■ Provided data:
:::

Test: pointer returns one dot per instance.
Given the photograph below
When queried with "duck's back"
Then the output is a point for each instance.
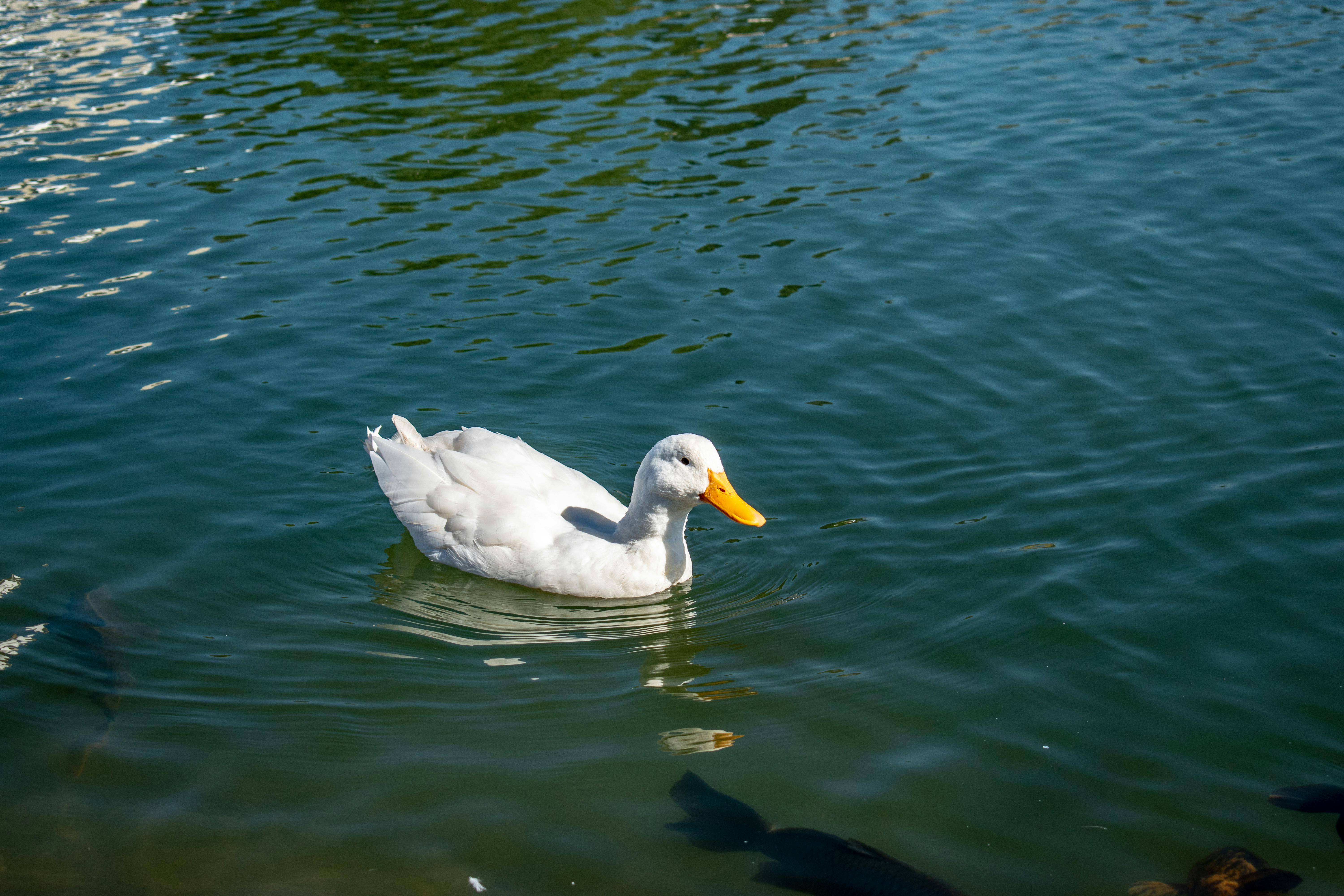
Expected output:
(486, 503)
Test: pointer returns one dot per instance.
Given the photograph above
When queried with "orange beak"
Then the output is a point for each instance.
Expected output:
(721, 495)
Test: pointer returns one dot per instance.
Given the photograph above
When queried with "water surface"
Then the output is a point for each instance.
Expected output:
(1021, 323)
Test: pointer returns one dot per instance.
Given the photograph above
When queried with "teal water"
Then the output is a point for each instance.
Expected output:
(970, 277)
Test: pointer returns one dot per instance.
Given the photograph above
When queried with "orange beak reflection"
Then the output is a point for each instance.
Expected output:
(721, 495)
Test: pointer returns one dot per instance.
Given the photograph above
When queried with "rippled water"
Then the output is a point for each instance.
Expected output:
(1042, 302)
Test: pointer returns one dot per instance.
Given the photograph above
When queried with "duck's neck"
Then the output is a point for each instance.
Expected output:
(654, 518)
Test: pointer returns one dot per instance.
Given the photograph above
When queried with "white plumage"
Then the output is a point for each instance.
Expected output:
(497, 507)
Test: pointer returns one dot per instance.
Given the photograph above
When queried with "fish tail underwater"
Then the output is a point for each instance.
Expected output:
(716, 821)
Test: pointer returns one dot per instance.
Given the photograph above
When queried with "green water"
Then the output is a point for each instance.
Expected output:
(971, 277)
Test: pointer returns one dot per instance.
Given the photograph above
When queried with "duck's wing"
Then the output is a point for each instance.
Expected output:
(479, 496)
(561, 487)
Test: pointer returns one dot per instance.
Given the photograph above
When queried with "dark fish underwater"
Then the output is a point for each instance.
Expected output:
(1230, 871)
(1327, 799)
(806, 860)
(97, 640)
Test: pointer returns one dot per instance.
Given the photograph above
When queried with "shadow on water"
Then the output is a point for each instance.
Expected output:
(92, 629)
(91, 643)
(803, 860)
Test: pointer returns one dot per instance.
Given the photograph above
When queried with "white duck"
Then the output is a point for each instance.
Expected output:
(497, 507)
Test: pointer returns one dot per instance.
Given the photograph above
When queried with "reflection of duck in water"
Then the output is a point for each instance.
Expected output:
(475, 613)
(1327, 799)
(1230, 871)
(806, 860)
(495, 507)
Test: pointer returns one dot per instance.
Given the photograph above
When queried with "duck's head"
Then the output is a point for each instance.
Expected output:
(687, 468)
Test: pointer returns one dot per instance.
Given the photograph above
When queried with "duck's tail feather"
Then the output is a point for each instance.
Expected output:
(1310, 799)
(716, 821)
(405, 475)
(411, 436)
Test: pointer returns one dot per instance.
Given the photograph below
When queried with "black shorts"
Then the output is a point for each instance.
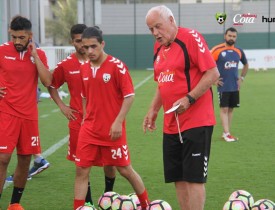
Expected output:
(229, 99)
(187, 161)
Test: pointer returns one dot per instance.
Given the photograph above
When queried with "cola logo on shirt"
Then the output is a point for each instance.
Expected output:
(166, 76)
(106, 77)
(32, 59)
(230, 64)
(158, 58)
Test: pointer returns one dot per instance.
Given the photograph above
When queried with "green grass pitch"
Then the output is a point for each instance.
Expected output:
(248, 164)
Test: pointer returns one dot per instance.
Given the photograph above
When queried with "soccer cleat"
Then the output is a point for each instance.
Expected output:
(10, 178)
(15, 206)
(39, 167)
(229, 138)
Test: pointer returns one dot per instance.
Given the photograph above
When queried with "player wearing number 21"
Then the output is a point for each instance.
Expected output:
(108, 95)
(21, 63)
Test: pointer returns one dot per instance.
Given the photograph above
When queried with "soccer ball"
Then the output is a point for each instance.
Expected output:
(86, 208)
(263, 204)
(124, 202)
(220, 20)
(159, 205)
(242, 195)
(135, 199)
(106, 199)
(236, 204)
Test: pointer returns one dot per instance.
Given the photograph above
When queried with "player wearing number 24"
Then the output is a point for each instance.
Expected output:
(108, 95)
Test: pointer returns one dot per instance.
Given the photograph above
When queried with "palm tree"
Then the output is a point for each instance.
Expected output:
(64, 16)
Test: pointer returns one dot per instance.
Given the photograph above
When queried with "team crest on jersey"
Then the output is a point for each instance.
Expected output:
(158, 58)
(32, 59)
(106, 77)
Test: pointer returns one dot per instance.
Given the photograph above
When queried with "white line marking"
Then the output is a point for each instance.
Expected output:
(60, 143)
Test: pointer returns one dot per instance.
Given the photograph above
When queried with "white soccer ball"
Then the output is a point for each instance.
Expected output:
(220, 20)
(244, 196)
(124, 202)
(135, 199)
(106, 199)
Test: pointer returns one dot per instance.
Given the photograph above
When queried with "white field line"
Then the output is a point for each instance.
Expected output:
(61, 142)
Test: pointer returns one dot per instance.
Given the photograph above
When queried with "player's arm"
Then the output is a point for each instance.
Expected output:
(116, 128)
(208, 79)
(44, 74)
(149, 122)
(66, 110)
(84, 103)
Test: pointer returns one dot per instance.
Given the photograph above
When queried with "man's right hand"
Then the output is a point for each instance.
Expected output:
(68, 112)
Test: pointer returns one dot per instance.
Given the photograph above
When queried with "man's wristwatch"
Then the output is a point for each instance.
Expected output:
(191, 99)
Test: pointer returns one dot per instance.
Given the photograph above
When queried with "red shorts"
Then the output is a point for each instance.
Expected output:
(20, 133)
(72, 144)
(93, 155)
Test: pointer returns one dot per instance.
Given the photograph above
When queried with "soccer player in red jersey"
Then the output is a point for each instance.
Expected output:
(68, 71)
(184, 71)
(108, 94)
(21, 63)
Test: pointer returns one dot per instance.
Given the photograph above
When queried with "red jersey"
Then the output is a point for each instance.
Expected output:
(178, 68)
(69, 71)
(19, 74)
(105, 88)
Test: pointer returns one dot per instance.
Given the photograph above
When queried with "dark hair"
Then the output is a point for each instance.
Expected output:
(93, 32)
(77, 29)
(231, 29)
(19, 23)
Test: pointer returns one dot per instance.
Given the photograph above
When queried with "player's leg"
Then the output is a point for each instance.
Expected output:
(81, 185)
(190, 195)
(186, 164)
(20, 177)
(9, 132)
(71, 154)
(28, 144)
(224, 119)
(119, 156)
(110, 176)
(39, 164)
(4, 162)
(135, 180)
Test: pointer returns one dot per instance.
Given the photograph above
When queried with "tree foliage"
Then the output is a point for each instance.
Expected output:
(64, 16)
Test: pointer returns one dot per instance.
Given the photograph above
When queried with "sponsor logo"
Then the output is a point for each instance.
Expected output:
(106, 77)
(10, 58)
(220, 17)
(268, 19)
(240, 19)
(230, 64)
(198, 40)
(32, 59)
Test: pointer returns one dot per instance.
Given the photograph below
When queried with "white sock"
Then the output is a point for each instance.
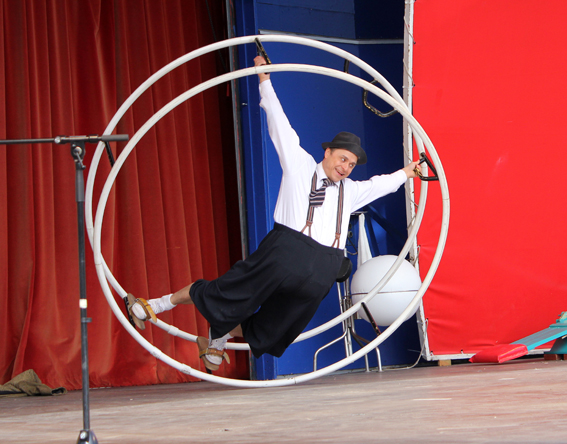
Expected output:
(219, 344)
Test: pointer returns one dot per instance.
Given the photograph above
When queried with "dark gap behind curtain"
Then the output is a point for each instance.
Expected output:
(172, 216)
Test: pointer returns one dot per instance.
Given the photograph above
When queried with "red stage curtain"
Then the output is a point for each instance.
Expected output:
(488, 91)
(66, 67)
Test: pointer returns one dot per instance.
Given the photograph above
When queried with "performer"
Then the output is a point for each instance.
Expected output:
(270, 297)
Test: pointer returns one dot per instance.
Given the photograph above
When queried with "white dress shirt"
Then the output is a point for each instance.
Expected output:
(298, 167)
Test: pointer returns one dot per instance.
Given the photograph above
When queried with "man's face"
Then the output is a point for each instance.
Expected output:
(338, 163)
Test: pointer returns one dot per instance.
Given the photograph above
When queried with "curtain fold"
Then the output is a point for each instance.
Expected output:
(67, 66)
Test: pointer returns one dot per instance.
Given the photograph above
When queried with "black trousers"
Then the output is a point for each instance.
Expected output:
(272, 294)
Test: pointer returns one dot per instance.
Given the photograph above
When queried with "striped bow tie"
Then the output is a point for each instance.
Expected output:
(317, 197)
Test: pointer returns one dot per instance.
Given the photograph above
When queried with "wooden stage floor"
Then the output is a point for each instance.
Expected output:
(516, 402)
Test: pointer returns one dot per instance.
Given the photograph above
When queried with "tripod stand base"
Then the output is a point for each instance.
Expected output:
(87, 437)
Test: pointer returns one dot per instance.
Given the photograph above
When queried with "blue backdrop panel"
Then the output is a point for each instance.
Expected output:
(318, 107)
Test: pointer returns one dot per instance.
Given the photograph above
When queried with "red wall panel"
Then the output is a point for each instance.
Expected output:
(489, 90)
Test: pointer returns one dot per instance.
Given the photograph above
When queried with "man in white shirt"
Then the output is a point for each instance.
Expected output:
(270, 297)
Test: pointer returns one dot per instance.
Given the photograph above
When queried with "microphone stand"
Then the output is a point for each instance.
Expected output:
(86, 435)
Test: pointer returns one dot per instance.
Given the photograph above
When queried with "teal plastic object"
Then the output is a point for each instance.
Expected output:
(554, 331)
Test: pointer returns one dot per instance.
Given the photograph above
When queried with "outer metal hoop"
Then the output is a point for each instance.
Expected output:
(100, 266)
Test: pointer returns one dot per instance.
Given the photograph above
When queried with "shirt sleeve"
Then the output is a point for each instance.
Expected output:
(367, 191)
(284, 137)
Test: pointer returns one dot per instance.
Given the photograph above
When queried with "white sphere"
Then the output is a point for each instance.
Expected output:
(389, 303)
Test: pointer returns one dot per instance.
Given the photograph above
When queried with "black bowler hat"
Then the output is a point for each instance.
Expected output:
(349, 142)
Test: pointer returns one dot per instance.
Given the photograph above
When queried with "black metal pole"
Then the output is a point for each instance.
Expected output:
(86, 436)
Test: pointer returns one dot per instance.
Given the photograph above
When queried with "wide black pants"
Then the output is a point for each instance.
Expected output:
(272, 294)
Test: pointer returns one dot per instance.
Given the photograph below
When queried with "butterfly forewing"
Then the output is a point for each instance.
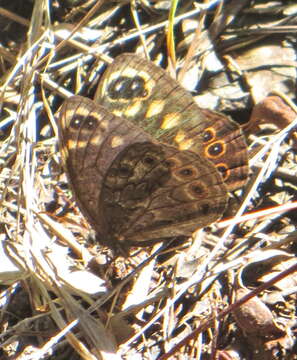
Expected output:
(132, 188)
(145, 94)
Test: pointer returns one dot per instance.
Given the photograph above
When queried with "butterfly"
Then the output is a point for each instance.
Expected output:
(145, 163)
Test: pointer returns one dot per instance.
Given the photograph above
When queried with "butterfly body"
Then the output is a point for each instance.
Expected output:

:::

■ Description of the task:
Using the listing, filter for "dark" and return the matching lines.

■ Reply to the exercise:
When queried with "dark fish underwater"
When queried with "dark hair"
When queried with "dark gap behind curtain"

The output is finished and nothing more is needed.